■ GOAL OF THE EXERCISE
Do the following statements agree with the TiVo forum thread? For each, answer yes or no and quote the deciding words. 1. Two M-Cards in a Series 3 can provide dual tuner functionality. 2. wkearney99 says retaining customers matters less than profitability. 3. wkearney99 would consider paying a dollar more a month per unit to opt out of the advertising.

■ PROVIDED PASSAGE

TiVo had just put out a major overhaul of the entire code base to unify it between Series 2 and series 3 and get MRV/TTG working between them. the next version of the OS would logically have the bug fixes for items such as this that result from such a major overhaul. Would you be complaining about no MRV/TTG instead if the major overhaul had not happened?


> 6-Repeat TiVoCast problems with video and audio problems, duplicate shows, missing episodes.


See answer to #5


> 7-Slow TiVoHD transfers :down:


see answer to #5. Also HD content is fairly large and the higher resolution means more data per unit of screen time. Perhaps you should use the fatser HD transfer times on other DVRs?


> 8-Missing multi-stream M-Card support for Series 3 TiVo's (Currently M-Cards can only tune to one stream instead of two, requiring two M-Cards.)


This one is a puzzler. Some larger glitch must have gotten by TiVo on this one. It was the first time they designed for cable cards. Two M-cards in the S3 will work to bring dual tuner functionality though.


----------



## wkearney99 (Dec 5, 2003)

Can't argue against the company needing to be profitable. But there's something to be said for not alienating their customers. Retaining customers is important. Likewise it's important to utilize them for increasing sales to new customers. Nothing is more expensive than driving away customers. You lose the existing revenue stream and have an actively negative force potentially driving off any new revenue streams from developing. Not a recipe for success.

Here's a thought, offer a discount to customers specifically attached to being subjected to advertising like this. See if that generates enough interest. It's entirely possible enough people will go for the idea. I'm hesitant to suggest the flip-side, offer a tier of service that involves paying more to opt-out. But then again, for a dollar more a month (account wide, not per unit) I'm not sure I'd be unwilling to pay it to get them to LEAVE THAT CRAP OFF MY MACHINE.


----------



## wkearney99 (Dec 5, 2003)

ZeoTiVo said:


> TiVo is tyring to get to profitability. they have stated they want a 10$ avg. sub price. You can not have less ads and lower prices


Sure you can. Higher subscriber numbers without equal overhead. Bring more people into the fold without a likewise increase in operating costs. Economy of scale.

As for streaming and transfer times, I certainly sympathize with Tivo for how much hassle this is going to be. Their support costs for dealing with ISP problems and the like must be a real drain. There are so many outside factors that can negatively affect performance that it's amazing it even works at all.

It's been quite expensive to blaze these trails and I'm sure they'd like to recoup (or at least contain) these costs. I'm just not sure tormenting their existing customer base with this crap is going to work.

■ DATA EXCERPT

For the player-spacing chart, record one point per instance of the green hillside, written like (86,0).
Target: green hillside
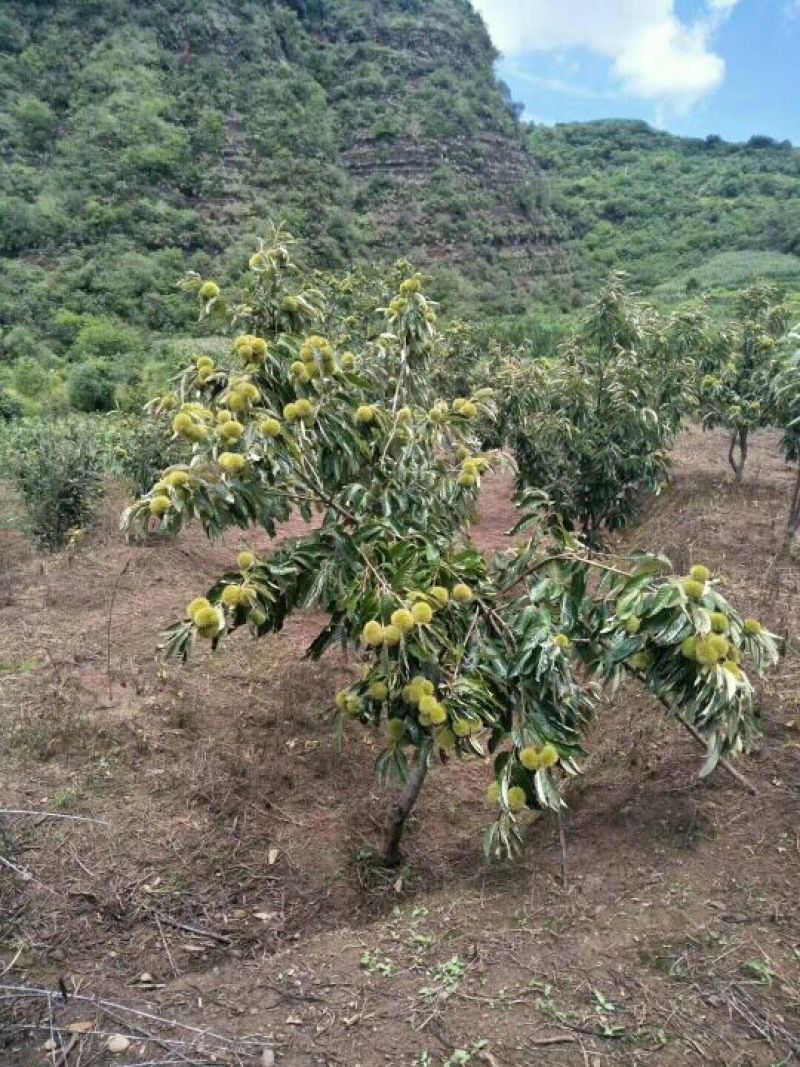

■ EXERCISE SOLUTION
1. Yes: "Two M-cards in the S3 will work to bring dual tuner functionality though."
2. No: "Retaining customers is important."
3. No: "for a dollar more a month (account wide, not per unit)"